PROBLEM TO SOLVE: Collect every line in the rows below that contains the word "road", and copy each one unchanged.
<<<<
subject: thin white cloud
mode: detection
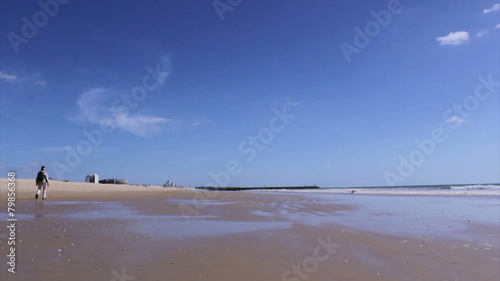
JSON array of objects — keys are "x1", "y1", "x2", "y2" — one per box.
[
  {"x1": 0, "y1": 70, "x2": 19, "y2": 82},
  {"x1": 38, "y1": 145, "x2": 72, "y2": 151},
  {"x1": 476, "y1": 30, "x2": 488, "y2": 38},
  {"x1": 446, "y1": 115, "x2": 467, "y2": 123},
  {"x1": 76, "y1": 88, "x2": 172, "y2": 137},
  {"x1": 483, "y1": 3, "x2": 500, "y2": 14},
  {"x1": 35, "y1": 80, "x2": 47, "y2": 87},
  {"x1": 436, "y1": 31, "x2": 469, "y2": 46},
  {"x1": 285, "y1": 96, "x2": 300, "y2": 106}
]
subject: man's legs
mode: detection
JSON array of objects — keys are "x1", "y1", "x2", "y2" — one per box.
[
  {"x1": 42, "y1": 182, "x2": 47, "y2": 199},
  {"x1": 35, "y1": 182, "x2": 43, "y2": 199}
]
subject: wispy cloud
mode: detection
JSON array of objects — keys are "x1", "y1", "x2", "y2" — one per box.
[
  {"x1": 483, "y1": 3, "x2": 500, "y2": 14},
  {"x1": 0, "y1": 70, "x2": 47, "y2": 87},
  {"x1": 77, "y1": 88, "x2": 172, "y2": 137},
  {"x1": 189, "y1": 121, "x2": 201, "y2": 130},
  {"x1": 436, "y1": 31, "x2": 469, "y2": 46},
  {"x1": 476, "y1": 30, "x2": 488, "y2": 38},
  {"x1": 38, "y1": 145, "x2": 72, "y2": 151},
  {"x1": 0, "y1": 70, "x2": 19, "y2": 83},
  {"x1": 446, "y1": 115, "x2": 467, "y2": 123},
  {"x1": 35, "y1": 80, "x2": 47, "y2": 87}
]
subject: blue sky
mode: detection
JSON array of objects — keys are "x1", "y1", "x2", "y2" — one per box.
[{"x1": 0, "y1": 0, "x2": 500, "y2": 187}]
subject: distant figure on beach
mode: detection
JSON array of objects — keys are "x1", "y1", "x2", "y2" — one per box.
[{"x1": 35, "y1": 166, "x2": 49, "y2": 200}]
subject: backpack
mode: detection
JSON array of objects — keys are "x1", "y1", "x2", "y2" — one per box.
[{"x1": 36, "y1": 171, "x2": 45, "y2": 183}]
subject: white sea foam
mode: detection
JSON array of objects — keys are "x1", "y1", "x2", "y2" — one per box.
[{"x1": 266, "y1": 184, "x2": 500, "y2": 196}]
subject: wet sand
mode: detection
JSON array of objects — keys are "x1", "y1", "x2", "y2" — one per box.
[{"x1": 0, "y1": 179, "x2": 500, "y2": 281}]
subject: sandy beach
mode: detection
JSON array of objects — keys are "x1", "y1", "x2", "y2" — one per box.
[{"x1": 0, "y1": 179, "x2": 500, "y2": 281}]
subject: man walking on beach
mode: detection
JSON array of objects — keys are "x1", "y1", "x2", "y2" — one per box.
[{"x1": 35, "y1": 166, "x2": 49, "y2": 200}]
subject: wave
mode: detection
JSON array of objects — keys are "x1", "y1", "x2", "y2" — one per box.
[{"x1": 262, "y1": 184, "x2": 500, "y2": 196}]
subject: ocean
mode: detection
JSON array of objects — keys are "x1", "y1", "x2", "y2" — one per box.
[{"x1": 274, "y1": 183, "x2": 500, "y2": 196}]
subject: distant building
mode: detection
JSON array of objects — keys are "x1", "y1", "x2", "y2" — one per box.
[
  {"x1": 85, "y1": 174, "x2": 99, "y2": 183},
  {"x1": 163, "y1": 181, "x2": 176, "y2": 187},
  {"x1": 99, "y1": 179, "x2": 128, "y2": 184}
]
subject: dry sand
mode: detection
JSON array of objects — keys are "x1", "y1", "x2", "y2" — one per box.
[{"x1": 0, "y1": 179, "x2": 500, "y2": 281}]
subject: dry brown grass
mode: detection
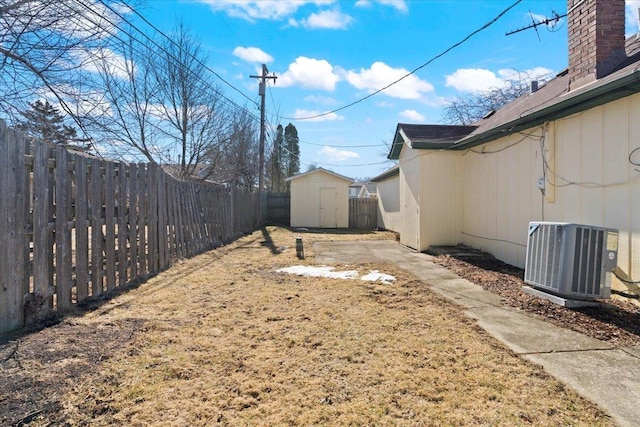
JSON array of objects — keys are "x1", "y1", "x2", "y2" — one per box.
[{"x1": 8, "y1": 227, "x2": 612, "y2": 426}]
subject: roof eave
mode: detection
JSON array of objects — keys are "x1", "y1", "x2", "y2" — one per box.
[{"x1": 449, "y1": 73, "x2": 640, "y2": 150}]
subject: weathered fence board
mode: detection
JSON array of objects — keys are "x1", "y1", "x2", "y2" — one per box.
[
  {"x1": 349, "y1": 198, "x2": 378, "y2": 230},
  {"x1": 0, "y1": 121, "x2": 260, "y2": 332}
]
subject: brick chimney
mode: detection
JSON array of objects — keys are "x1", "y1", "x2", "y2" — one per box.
[{"x1": 567, "y1": 0, "x2": 626, "y2": 87}]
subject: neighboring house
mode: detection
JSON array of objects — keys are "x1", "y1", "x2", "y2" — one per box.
[
  {"x1": 349, "y1": 182, "x2": 362, "y2": 198},
  {"x1": 378, "y1": 0, "x2": 640, "y2": 293},
  {"x1": 371, "y1": 166, "x2": 400, "y2": 232},
  {"x1": 349, "y1": 181, "x2": 378, "y2": 199},
  {"x1": 286, "y1": 168, "x2": 353, "y2": 228}
]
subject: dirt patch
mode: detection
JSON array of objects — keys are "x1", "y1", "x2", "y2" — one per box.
[
  {"x1": 0, "y1": 227, "x2": 612, "y2": 426},
  {"x1": 433, "y1": 251, "x2": 640, "y2": 347}
]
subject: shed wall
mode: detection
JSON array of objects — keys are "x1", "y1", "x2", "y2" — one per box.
[{"x1": 291, "y1": 171, "x2": 349, "y2": 228}]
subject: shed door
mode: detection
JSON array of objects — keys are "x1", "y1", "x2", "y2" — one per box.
[{"x1": 320, "y1": 188, "x2": 338, "y2": 228}]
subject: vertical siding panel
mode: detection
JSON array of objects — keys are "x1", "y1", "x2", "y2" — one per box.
[{"x1": 572, "y1": 108, "x2": 614, "y2": 225}]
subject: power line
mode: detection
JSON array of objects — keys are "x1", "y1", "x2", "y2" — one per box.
[
  {"x1": 283, "y1": 0, "x2": 522, "y2": 120},
  {"x1": 86, "y1": 0, "x2": 258, "y2": 120},
  {"x1": 117, "y1": 0, "x2": 255, "y2": 107}
]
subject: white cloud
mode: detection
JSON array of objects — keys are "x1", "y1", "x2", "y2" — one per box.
[
  {"x1": 318, "y1": 145, "x2": 360, "y2": 162},
  {"x1": 233, "y1": 46, "x2": 273, "y2": 64},
  {"x1": 355, "y1": 0, "x2": 409, "y2": 12},
  {"x1": 289, "y1": 10, "x2": 353, "y2": 30},
  {"x1": 378, "y1": 0, "x2": 409, "y2": 12},
  {"x1": 346, "y1": 62, "x2": 433, "y2": 99},
  {"x1": 399, "y1": 110, "x2": 424, "y2": 122},
  {"x1": 278, "y1": 56, "x2": 341, "y2": 91},
  {"x1": 304, "y1": 95, "x2": 338, "y2": 106},
  {"x1": 73, "y1": 48, "x2": 134, "y2": 79},
  {"x1": 293, "y1": 109, "x2": 344, "y2": 122},
  {"x1": 625, "y1": 0, "x2": 640, "y2": 36},
  {"x1": 445, "y1": 68, "x2": 504, "y2": 92},
  {"x1": 375, "y1": 101, "x2": 395, "y2": 108},
  {"x1": 446, "y1": 67, "x2": 553, "y2": 92},
  {"x1": 197, "y1": 0, "x2": 335, "y2": 21}
]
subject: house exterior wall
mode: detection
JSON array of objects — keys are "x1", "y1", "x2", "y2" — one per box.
[
  {"x1": 377, "y1": 174, "x2": 400, "y2": 232},
  {"x1": 461, "y1": 127, "x2": 544, "y2": 267},
  {"x1": 291, "y1": 171, "x2": 349, "y2": 228},
  {"x1": 462, "y1": 94, "x2": 640, "y2": 291},
  {"x1": 398, "y1": 146, "x2": 463, "y2": 251},
  {"x1": 398, "y1": 144, "x2": 423, "y2": 249}
]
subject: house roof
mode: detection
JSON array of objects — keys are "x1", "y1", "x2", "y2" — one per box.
[
  {"x1": 362, "y1": 182, "x2": 378, "y2": 194},
  {"x1": 388, "y1": 123, "x2": 476, "y2": 159},
  {"x1": 388, "y1": 36, "x2": 640, "y2": 160},
  {"x1": 371, "y1": 165, "x2": 400, "y2": 182},
  {"x1": 285, "y1": 168, "x2": 353, "y2": 182}
]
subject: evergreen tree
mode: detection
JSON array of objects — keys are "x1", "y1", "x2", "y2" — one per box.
[
  {"x1": 16, "y1": 100, "x2": 76, "y2": 144},
  {"x1": 269, "y1": 125, "x2": 287, "y2": 193},
  {"x1": 284, "y1": 123, "x2": 300, "y2": 181}
]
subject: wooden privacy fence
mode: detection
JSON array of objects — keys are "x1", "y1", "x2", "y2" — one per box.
[
  {"x1": 0, "y1": 120, "x2": 260, "y2": 332},
  {"x1": 349, "y1": 197, "x2": 378, "y2": 230}
]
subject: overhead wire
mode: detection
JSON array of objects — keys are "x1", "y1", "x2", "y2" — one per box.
[
  {"x1": 87, "y1": 0, "x2": 259, "y2": 120},
  {"x1": 115, "y1": 0, "x2": 255, "y2": 107},
  {"x1": 283, "y1": 0, "x2": 522, "y2": 120}
]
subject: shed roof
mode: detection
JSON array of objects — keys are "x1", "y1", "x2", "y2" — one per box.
[{"x1": 285, "y1": 168, "x2": 353, "y2": 182}]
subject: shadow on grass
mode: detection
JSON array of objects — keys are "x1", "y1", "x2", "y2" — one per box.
[
  {"x1": 285, "y1": 227, "x2": 375, "y2": 236},
  {"x1": 0, "y1": 271, "x2": 150, "y2": 345}
]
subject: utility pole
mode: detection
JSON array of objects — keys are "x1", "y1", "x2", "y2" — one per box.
[{"x1": 249, "y1": 64, "x2": 277, "y2": 194}]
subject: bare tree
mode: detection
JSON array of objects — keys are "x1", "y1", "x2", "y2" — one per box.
[
  {"x1": 0, "y1": 0, "x2": 123, "y2": 122},
  {"x1": 442, "y1": 74, "x2": 549, "y2": 125},
  {"x1": 90, "y1": 28, "x2": 162, "y2": 163},
  {"x1": 205, "y1": 109, "x2": 259, "y2": 189},
  {"x1": 153, "y1": 23, "x2": 228, "y2": 176}
]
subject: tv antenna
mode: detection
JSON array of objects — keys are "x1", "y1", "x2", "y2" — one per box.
[{"x1": 505, "y1": 10, "x2": 567, "y2": 40}]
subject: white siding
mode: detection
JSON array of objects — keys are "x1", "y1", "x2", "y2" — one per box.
[
  {"x1": 291, "y1": 170, "x2": 350, "y2": 228},
  {"x1": 462, "y1": 95, "x2": 640, "y2": 290},
  {"x1": 377, "y1": 174, "x2": 400, "y2": 232}
]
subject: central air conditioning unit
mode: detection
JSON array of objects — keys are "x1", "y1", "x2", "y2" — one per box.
[{"x1": 524, "y1": 222, "x2": 618, "y2": 300}]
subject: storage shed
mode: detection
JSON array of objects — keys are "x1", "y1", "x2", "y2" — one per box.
[{"x1": 287, "y1": 168, "x2": 353, "y2": 228}]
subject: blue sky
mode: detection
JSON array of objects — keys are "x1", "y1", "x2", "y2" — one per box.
[{"x1": 132, "y1": 0, "x2": 640, "y2": 178}]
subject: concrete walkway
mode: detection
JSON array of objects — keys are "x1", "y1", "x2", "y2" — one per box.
[{"x1": 313, "y1": 240, "x2": 640, "y2": 426}]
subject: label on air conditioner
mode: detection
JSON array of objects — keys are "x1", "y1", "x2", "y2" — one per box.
[{"x1": 607, "y1": 232, "x2": 618, "y2": 251}]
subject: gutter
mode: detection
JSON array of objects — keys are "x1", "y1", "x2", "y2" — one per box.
[{"x1": 445, "y1": 70, "x2": 640, "y2": 151}]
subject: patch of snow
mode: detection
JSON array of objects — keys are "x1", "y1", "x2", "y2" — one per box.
[
  {"x1": 360, "y1": 270, "x2": 396, "y2": 285},
  {"x1": 276, "y1": 265, "x2": 359, "y2": 279},
  {"x1": 276, "y1": 265, "x2": 396, "y2": 285}
]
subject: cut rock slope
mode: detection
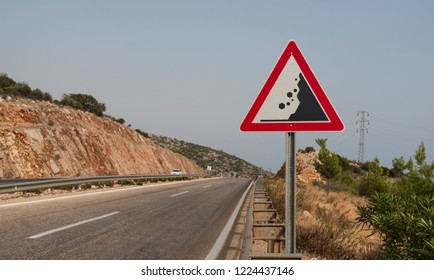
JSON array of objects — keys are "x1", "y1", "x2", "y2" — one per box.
[{"x1": 0, "y1": 97, "x2": 204, "y2": 179}]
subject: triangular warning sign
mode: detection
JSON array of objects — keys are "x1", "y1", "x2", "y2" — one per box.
[{"x1": 240, "y1": 41, "x2": 344, "y2": 132}]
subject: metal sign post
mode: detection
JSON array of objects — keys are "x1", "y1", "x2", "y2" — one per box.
[
  {"x1": 240, "y1": 41, "x2": 344, "y2": 258},
  {"x1": 285, "y1": 132, "x2": 296, "y2": 254}
]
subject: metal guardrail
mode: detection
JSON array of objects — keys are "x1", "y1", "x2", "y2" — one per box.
[{"x1": 0, "y1": 174, "x2": 208, "y2": 194}]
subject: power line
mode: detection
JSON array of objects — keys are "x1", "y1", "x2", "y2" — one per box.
[{"x1": 356, "y1": 111, "x2": 369, "y2": 163}]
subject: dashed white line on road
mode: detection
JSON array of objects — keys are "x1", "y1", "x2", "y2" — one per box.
[
  {"x1": 28, "y1": 211, "x2": 119, "y2": 239},
  {"x1": 171, "y1": 191, "x2": 189, "y2": 197}
]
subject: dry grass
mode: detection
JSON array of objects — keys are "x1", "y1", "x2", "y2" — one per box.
[{"x1": 264, "y1": 179, "x2": 380, "y2": 260}]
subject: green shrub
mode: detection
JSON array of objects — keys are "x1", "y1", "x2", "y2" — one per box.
[{"x1": 357, "y1": 193, "x2": 434, "y2": 260}]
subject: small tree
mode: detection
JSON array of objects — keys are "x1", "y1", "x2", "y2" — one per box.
[
  {"x1": 60, "y1": 93, "x2": 106, "y2": 117},
  {"x1": 357, "y1": 193, "x2": 434, "y2": 260},
  {"x1": 396, "y1": 142, "x2": 434, "y2": 196},
  {"x1": 315, "y1": 138, "x2": 342, "y2": 180},
  {"x1": 357, "y1": 157, "x2": 391, "y2": 196}
]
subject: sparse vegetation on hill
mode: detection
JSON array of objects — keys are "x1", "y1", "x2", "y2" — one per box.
[
  {"x1": 150, "y1": 135, "x2": 269, "y2": 176},
  {"x1": 0, "y1": 73, "x2": 264, "y2": 176},
  {"x1": 0, "y1": 73, "x2": 53, "y2": 102},
  {"x1": 267, "y1": 139, "x2": 434, "y2": 260}
]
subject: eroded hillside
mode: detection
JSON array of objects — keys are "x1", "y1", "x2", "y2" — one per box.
[{"x1": 0, "y1": 97, "x2": 204, "y2": 179}]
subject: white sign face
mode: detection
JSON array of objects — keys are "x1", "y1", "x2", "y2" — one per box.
[
  {"x1": 240, "y1": 41, "x2": 344, "y2": 132},
  {"x1": 253, "y1": 56, "x2": 301, "y2": 123}
]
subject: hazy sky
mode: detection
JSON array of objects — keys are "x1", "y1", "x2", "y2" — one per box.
[{"x1": 0, "y1": 0, "x2": 434, "y2": 171}]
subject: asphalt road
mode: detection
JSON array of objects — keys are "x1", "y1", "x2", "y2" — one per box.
[{"x1": 0, "y1": 178, "x2": 250, "y2": 260}]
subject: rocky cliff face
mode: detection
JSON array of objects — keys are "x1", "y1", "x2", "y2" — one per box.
[{"x1": 0, "y1": 98, "x2": 204, "y2": 179}]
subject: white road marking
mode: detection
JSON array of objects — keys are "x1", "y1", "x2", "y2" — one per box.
[
  {"x1": 0, "y1": 181, "x2": 202, "y2": 208},
  {"x1": 205, "y1": 181, "x2": 253, "y2": 260},
  {"x1": 28, "y1": 211, "x2": 119, "y2": 239},
  {"x1": 171, "y1": 191, "x2": 190, "y2": 197}
]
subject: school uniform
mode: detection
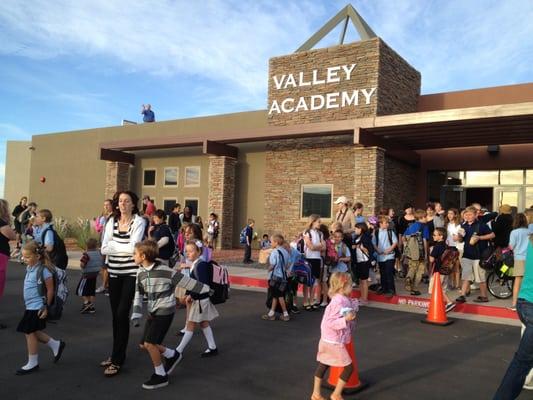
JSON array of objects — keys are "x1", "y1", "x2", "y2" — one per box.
[
  {"x1": 17, "y1": 264, "x2": 53, "y2": 334},
  {"x1": 187, "y1": 258, "x2": 219, "y2": 323}
]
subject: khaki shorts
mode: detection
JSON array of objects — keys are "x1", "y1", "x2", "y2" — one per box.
[
  {"x1": 461, "y1": 258, "x2": 487, "y2": 283},
  {"x1": 513, "y1": 260, "x2": 526, "y2": 276}
]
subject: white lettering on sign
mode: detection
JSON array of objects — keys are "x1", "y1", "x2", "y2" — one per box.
[{"x1": 268, "y1": 64, "x2": 376, "y2": 115}]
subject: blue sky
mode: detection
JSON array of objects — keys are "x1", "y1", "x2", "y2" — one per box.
[{"x1": 0, "y1": 0, "x2": 533, "y2": 196}]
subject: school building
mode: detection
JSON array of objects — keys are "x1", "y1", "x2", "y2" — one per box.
[{"x1": 5, "y1": 6, "x2": 533, "y2": 248}]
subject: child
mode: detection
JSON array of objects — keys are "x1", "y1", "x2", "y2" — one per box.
[
  {"x1": 76, "y1": 238, "x2": 102, "y2": 314},
  {"x1": 429, "y1": 228, "x2": 455, "y2": 312},
  {"x1": 403, "y1": 210, "x2": 429, "y2": 296},
  {"x1": 261, "y1": 234, "x2": 290, "y2": 322},
  {"x1": 16, "y1": 241, "x2": 65, "y2": 375},
  {"x1": 311, "y1": 272, "x2": 359, "y2": 400},
  {"x1": 261, "y1": 233, "x2": 272, "y2": 250},
  {"x1": 207, "y1": 213, "x2": 219, "y2": 249},
  {"x1": 176, "y1": 240, "x2": 218, "y2": 357},
  {"x1": 131, "y1": 240, "x2": 209, "y2": 389},
  {"x1": 242, "y1": 218, "x2": 255, "y2": 264}
]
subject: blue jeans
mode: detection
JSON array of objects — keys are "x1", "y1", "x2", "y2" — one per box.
[{"x1": 493, "y1": 299, "x2": 533, "y2": 400}]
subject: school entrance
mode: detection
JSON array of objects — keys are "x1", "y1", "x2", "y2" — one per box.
[{"x1": 428, "y1": 169, "x2": 533, "y2": 213}]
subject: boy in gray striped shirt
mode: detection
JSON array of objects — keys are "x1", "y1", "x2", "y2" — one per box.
[{"x1": 131, "y1": 240, "x2": 210, "y2": 389}]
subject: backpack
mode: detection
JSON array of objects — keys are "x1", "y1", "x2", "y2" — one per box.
[
  {"x1": 208, "y1": 260, "x2": 230, "y2": 304},
  {"x1": 404, "y1": 224, "x2": 424, "y2": 261},
  {"x1": 438, "y1": 246, "x2": 459, "y2": 275},
  {"x1": 239, "y1": 225, "x2": 248, "y2": 244},
  {"x1": 41, "y1": 226, "x2": 68, "y2": 269},
  {"x1": 37, "y1": 265, "x2": 68, "y2": 321}
]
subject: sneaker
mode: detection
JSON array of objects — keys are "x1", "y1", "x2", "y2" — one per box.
[
  {"x1": 143, "y1": 374, "x2": 168, "y2": 390},
  {"x1": 163, "y1": 350, "x2": 183, "y2": 374},
  {"x1": 455, "y1": 295, "x2": 466, "y2": 303},
  {"x1": 444, "y1": 303, "x2": 456, "y2": 312},
  {"x1": 200, "y1": 348, "x2": 218, "y2": 358}
]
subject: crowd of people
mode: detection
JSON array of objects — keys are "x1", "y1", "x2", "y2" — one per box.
[{"x1": 0, "y1": 191, "x2": 533, "y2": 399}]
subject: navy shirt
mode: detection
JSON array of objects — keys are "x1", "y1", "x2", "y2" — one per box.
[{"x1": 461, "y1": 221, "x2": 492, "y2": 260}]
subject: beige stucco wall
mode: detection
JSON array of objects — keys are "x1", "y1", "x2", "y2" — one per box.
[
  {"x1": 233, "y1": 150, "x2": 264, "y2": 247},
  {"x1": 21, "y1": 111, "x2": 267, "y2": 220},
  {"x1": 4, "y1": 141, "x2": 32, "y2": 209}
]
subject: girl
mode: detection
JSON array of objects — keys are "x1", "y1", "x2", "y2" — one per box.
[
  {"x1": 0, "y1": 199, "x2": 17, "y2": 329},
  {"x1": 303, "y1": 214, "x2": 327, "y2": 311},
  {"x1": 100, "y1": 191, "x2": 146, "y2": 377},
  {"x1": 311, "y1": 272, "x2": 359, "y2": 400},
  {"x1": 176, "y1": 240, "x2": 218, "y2": 357},
  {"x1": 509, "y1": 213, "x2": 529, "y2": 311},
  {"x1": 444, "y1": 208, "x2": 464, "y2": 288},
  {"x1": 16, "y1": 241, "x2": 65, "y2": 375}
]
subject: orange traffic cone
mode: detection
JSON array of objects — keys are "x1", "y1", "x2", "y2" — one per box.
[
  {"x1": 422, "y1": 272, "x2": 454, "y2": 326},
  {"x1": 325, "y1": 341, "x2": 368, "y2": 393}
]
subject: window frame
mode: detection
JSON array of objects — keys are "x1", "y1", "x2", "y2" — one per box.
[
  {"x1": 299, "y1": 183, "x2": 334, "y2": 221},
  {"x1": 142, "y1": 168, "x2": 157, "y2": 187},
  {"x1": 163, "y1": 167, "x2": 180, "y2": 188},
  {"x1": 183, "y1": 165, "x2": 202, "y2": 187}
]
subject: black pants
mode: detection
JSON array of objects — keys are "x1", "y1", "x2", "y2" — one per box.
[
  {"x1": 109, "y1": 276, "x2": 135, "y2": 365},
  {"x1": 243, "y1": 244, "x2": 252, "y2": 262}
]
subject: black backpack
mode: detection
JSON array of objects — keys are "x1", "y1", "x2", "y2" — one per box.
[{"x1": 41, "y1": 226, "x2": 68, "y2": 269}]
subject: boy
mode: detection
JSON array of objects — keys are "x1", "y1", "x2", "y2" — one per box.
[
  {"x1": 243, "y1": 218, "x2": 255, "y2": 264},
  {"x1": 373, "y1": 215, "x2": 398, "y2": 297},
  {"x1": 403, "y1": 209, "x2": 429, "y2": 296},
  {"x1": 429, "y1": 228, "x2": 455, "y2": 312},
  {"x1": 455, "y1": 207, "x2": 495, "y2": 303},
  {"x1": 261, "y1": 234, "x2": 290, "y2": 321},
  {"x1": 76, "y1": 238, "x2": 102, "y2": 314},
  {"x1": 131, "y1": 240, "x2": 209, "y2": 389}
]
>>>>
FULL SOLUTION:
subject: dashed white line on road
subject: asphalt road
subject: white road marking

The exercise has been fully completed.